Outline items

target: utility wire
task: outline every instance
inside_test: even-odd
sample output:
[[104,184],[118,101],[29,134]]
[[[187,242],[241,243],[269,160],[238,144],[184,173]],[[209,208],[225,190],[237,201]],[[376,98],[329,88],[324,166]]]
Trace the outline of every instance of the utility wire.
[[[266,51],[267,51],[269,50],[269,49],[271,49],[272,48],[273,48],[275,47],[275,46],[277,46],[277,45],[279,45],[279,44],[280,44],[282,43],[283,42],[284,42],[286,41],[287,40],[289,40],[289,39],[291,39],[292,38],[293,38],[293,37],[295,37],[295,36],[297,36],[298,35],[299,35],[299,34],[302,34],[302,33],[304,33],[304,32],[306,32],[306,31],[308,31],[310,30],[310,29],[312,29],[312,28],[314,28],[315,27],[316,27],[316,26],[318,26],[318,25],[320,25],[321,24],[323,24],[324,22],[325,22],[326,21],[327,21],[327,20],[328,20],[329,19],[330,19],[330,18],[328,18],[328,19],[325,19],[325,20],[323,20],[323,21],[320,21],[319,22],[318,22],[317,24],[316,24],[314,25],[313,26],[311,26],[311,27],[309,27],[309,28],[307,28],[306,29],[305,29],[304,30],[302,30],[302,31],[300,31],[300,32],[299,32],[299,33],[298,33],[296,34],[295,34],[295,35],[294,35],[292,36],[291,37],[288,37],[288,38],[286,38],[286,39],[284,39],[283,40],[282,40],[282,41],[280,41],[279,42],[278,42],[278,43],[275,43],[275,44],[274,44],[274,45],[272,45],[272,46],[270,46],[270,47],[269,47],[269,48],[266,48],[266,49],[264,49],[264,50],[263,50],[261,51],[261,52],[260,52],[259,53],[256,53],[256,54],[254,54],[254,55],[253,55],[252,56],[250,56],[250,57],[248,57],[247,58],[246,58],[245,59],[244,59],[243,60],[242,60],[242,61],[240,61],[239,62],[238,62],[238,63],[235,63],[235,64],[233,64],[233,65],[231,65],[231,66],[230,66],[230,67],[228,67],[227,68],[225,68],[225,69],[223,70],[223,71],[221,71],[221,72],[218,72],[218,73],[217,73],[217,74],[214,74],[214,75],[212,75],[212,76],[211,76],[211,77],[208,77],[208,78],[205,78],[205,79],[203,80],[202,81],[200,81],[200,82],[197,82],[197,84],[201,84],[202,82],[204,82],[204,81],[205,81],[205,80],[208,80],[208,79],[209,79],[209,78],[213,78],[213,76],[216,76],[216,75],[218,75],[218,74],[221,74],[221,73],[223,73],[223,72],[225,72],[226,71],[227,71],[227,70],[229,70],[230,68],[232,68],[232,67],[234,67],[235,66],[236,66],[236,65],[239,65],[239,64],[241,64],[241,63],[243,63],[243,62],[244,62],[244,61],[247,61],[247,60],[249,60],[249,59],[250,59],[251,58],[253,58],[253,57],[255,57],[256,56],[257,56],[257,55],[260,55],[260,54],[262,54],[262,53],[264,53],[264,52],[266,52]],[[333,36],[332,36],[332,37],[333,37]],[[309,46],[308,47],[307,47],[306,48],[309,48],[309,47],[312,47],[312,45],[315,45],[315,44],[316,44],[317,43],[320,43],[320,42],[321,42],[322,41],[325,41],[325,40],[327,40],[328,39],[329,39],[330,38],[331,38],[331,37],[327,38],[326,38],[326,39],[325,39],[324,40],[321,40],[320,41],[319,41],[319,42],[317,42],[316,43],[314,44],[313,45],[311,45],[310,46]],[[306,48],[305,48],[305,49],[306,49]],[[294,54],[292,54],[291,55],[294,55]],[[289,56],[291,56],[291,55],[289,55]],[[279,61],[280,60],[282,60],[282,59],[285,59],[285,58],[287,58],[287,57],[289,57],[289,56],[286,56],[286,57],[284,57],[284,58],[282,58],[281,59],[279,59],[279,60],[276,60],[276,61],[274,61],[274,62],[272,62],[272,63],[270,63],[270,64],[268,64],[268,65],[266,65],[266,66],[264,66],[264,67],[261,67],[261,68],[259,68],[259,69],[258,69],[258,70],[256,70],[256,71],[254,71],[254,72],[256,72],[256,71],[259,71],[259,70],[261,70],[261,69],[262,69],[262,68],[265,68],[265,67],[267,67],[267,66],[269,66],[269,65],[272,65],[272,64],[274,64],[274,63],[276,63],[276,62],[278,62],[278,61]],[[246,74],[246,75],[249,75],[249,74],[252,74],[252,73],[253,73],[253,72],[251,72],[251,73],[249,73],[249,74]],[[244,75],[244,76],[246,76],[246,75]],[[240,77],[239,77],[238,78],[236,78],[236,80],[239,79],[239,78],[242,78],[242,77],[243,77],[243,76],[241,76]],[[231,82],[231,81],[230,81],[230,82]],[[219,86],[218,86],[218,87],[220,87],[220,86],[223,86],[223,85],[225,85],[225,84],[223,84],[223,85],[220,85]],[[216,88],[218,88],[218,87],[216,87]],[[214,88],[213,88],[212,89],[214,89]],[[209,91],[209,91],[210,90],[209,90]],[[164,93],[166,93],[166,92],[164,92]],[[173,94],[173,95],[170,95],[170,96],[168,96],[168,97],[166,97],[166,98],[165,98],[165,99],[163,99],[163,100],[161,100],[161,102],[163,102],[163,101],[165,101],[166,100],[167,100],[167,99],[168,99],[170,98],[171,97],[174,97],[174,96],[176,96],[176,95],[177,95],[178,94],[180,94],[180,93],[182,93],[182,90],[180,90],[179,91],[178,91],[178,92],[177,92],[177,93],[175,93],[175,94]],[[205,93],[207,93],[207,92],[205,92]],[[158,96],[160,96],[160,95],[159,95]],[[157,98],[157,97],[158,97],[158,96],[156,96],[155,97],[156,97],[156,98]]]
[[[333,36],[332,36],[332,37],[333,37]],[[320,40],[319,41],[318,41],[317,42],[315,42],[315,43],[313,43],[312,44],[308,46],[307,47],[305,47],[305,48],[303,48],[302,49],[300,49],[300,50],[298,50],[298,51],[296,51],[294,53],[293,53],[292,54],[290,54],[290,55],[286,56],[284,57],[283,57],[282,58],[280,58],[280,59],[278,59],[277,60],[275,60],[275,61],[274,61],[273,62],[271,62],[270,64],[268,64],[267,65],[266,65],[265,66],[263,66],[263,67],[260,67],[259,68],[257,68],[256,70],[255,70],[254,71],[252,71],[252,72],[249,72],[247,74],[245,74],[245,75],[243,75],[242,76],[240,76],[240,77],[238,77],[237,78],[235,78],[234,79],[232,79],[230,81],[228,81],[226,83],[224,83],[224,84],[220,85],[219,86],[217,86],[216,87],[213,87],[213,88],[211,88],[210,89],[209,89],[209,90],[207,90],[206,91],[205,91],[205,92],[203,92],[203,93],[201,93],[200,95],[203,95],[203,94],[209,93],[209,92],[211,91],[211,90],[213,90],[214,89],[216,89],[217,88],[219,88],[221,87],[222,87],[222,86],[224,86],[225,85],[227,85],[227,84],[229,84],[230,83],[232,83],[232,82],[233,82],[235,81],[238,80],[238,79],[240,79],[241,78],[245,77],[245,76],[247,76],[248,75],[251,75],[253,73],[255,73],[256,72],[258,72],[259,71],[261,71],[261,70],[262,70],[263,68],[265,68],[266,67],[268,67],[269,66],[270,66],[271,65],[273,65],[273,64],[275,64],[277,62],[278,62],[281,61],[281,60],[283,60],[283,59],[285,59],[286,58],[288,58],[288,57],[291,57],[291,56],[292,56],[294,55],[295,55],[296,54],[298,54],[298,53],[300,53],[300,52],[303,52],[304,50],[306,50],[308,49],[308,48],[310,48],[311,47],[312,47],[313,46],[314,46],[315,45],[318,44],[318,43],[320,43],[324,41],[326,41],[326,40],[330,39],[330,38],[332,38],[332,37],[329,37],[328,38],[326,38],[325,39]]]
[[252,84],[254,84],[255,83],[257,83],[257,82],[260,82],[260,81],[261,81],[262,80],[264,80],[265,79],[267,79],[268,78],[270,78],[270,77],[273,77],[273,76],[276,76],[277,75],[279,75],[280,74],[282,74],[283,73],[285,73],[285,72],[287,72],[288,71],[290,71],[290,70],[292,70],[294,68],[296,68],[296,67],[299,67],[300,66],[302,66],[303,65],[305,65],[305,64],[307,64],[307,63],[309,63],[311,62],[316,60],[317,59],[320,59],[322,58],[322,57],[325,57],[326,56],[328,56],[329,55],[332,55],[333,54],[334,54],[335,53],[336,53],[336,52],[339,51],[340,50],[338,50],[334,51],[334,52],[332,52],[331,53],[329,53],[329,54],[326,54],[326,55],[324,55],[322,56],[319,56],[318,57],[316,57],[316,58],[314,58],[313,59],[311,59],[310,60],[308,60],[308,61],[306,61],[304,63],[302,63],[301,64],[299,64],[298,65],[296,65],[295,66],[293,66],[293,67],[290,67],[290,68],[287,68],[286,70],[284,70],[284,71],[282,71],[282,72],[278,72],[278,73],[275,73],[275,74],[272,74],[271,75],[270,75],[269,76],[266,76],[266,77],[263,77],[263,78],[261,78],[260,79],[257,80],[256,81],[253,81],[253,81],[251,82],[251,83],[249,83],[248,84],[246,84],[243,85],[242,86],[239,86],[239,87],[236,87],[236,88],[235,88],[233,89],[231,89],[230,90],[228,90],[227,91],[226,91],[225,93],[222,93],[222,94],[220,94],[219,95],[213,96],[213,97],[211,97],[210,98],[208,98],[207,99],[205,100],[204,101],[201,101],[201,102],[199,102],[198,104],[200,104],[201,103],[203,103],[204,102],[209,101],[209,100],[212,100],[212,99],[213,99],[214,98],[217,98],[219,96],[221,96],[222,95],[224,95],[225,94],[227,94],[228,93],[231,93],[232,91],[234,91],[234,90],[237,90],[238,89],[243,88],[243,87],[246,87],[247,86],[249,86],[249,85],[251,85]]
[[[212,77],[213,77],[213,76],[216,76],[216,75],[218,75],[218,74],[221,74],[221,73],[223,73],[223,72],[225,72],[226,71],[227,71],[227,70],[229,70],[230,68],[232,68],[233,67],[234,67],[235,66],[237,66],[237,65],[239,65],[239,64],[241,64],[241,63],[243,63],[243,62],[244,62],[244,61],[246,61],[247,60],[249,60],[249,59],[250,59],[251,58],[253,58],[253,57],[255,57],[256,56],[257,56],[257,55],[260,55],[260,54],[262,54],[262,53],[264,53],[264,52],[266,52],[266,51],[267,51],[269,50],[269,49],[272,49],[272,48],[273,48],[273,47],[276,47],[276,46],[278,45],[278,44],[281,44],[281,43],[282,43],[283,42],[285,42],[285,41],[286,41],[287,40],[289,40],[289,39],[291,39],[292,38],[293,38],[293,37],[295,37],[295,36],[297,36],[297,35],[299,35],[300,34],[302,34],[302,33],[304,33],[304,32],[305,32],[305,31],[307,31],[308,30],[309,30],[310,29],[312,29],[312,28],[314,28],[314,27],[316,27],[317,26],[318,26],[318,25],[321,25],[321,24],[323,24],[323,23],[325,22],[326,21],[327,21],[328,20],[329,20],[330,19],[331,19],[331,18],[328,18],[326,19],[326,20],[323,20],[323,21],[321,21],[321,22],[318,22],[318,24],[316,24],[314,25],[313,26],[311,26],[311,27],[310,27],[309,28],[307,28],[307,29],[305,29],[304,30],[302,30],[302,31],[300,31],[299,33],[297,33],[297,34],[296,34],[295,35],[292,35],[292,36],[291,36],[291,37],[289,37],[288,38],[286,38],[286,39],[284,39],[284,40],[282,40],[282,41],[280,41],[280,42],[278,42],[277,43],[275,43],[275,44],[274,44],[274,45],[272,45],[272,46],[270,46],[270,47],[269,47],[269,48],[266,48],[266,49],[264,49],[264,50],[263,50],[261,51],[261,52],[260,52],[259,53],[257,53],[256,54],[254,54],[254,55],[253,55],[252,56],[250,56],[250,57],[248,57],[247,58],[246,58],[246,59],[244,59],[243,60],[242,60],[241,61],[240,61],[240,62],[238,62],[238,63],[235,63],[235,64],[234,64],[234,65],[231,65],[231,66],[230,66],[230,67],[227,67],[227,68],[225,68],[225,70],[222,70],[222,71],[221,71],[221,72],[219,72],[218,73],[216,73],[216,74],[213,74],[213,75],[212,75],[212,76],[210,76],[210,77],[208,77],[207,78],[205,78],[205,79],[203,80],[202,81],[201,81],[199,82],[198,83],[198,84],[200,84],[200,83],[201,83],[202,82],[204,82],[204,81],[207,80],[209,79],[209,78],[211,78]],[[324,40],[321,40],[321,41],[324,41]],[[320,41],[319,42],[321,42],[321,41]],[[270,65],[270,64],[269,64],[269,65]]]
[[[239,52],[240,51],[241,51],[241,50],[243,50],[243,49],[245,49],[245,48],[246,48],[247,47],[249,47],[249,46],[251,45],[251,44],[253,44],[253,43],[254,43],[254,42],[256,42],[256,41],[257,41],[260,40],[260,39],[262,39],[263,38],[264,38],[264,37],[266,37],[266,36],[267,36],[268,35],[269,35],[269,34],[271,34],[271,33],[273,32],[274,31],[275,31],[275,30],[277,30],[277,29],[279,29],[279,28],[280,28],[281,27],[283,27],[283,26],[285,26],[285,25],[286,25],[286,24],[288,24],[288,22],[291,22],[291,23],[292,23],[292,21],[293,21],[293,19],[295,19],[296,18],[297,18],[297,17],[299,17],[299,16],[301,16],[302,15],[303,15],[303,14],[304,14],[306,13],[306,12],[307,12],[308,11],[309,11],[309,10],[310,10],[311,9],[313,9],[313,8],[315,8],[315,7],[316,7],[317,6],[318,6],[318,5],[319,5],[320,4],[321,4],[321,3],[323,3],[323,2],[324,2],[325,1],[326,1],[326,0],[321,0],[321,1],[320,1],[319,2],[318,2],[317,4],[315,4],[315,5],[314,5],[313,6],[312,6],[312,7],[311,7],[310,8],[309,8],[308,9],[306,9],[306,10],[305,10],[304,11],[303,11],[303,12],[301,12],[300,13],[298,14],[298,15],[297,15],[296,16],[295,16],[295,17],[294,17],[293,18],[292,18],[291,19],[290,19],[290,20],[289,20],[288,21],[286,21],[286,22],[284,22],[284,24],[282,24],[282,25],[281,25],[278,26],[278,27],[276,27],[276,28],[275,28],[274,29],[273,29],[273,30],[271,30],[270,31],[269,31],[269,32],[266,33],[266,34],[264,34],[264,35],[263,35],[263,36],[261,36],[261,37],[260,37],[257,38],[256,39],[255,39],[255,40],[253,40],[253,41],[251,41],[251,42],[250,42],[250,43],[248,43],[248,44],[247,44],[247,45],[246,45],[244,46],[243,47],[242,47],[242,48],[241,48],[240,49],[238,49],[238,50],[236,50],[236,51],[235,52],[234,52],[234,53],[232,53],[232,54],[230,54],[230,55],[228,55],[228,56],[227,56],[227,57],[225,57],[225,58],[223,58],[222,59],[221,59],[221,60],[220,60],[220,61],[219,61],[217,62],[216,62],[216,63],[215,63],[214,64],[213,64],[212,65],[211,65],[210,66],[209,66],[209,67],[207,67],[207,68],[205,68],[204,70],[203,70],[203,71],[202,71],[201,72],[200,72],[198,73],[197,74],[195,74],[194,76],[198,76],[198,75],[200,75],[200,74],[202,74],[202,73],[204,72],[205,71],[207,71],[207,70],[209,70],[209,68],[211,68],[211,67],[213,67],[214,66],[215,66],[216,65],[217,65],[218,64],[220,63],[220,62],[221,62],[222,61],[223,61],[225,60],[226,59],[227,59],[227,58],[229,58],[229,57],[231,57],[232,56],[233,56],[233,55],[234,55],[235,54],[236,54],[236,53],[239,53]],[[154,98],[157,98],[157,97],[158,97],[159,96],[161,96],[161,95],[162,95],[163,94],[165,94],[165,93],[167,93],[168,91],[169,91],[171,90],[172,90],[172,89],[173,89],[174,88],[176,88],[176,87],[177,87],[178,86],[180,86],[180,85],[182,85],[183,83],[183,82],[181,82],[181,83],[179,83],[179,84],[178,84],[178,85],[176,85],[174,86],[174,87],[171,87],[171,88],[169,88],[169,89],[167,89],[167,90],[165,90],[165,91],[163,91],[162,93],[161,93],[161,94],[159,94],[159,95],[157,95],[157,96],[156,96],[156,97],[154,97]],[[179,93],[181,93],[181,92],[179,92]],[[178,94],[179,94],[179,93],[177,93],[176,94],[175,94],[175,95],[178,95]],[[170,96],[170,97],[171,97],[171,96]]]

_Exercise prompt:_ Edit the items from the first line through the line holding "Trace the outline", inclusive, changing "utility wire" to "power line" and keeping all else the same. Give only those lines.

_Output for this exercise:_
target: power line
task: outline every instance
inside_test: even-odd
sample output:
[[104,184],[118,101],[29,134]]
[[[187,242],[241,243],[269,160],[238,144],[184,173]],[[209,208],[225,190],[237,201]],[[376,98],[329,88],[324,166]]]
Trace the outline of every instance of the power line.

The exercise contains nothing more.